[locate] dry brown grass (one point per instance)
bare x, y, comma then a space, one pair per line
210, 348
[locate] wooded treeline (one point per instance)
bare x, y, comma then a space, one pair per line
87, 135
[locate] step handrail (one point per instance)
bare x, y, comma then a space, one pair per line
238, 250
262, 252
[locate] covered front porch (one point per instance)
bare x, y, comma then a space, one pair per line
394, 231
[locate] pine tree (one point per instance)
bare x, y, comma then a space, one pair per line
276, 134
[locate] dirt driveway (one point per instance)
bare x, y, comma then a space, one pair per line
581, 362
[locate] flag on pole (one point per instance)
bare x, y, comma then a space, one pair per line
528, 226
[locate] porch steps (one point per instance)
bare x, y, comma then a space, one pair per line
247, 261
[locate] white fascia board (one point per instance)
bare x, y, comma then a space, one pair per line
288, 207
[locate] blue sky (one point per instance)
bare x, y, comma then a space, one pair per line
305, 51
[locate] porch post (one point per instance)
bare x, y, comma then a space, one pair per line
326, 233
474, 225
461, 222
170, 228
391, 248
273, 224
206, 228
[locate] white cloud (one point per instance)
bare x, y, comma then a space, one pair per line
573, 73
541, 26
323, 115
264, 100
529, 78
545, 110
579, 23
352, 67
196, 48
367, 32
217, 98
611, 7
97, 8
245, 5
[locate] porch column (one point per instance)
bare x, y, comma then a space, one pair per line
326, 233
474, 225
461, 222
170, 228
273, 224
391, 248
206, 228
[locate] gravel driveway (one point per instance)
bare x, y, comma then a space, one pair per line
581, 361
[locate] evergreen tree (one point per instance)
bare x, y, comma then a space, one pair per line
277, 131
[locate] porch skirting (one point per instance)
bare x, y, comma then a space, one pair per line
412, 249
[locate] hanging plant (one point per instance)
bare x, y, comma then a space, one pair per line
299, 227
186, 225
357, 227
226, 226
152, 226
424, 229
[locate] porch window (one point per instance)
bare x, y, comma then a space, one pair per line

[Exercise instructions]
Put every line of the listing above into a numbered list, leaving out any blank lines.

[Reply]
1. [locate] dry brown grass (one point per instance)
2. bare x, y, comma then a space, one pair per line
3. 210, 348
4. [locate] wooded treeline (one point per instance)
5. bare x, y, comma then a space, one pair per line
6. 87, 135
7. [locate] step handrail (one point per instance)
8. bare x, y, comma then a space, one pair per line
9. 238, 250
10. 262, 252
11. [locate] covered front porch (one point per instance)
12. bare x, y, comma then a space, one pair per line
13. 394, 231
14. [locate] pine tree (one point per instance)
15. bare x, y, comma then a space, one pair per line
16. 276, 134
17. [locate] dirt driveway (one point per instance)
18. bare x, y, comma then a space, one pair per line
19. 581, 362
20. [locate] flag on pole (one point per instance)
21. bare x, y, comma then a space, one pair per line
22. 528, 226
23. [locate] porch steps (one point per instance)
24. bare x, y, comma then a space, one pair per line
25. 247, 261
26. [locate] white fascia board (one point per instance)
27. bare x, y, comma then a space, one pair per line
28. 288, 207
29. [locate] blue sky (one point per instance)
30. bare x, y, comma then a space, one pair per line
31. 305, 51
32. [locate] porch post (one point per instance)
33. bare x, y, comma then a space, one pair per line
34. 326, 233
35. 474, 225
36. 461, 222
37. 170, 228
38. 391, 248
39. 273, 224
40. 206, 228
41. [locate] white cloud (one point per instance)
42. bare x, y, comma then a space, one pair per line
43. 573, 73
44. 541, 26
45. 323, 115
46. 264, 100
47. 529, 78
48. 545, 110
49. 579, 23
50. 352, 67
51. 196, 48
52. 367, 32
53. 217, 98
54. 611, 7
55. 97, 8
56. 245, 5
57. [locate] porch column (one point per instance)
58. bare x, y, comma then a space, one pair per line
59. 326, 233
60. 474, 225
61. 461, 222
62. 170, 228
63. 273, 224
64. 391, 248
65. 206, 228
66. [locate] gravel driveway (one point per instance)
67. bare x, y, comma then a space, one pair per line
68. 581, 361
69. [locate] evergreen tree (one point per instance)
70. bare x, y, comma then a space, one pair per line
71. 277, 131
72. [locate] porch skirting (one point per instance)
73. bare x, y, comma then a space, one pair per line
74. 412, 249
75. [locate] hanging plant (one point per instance)
76. bare x, y, comma then a space, one pair per line
77. 299, 227
78. 186, 225
79. 357, 227
80. 226, 226
81. 152, 226
82. 424, 229
83. [locate] porch window (one point per instance)
84. bare x, y, comma then a space, one pair per line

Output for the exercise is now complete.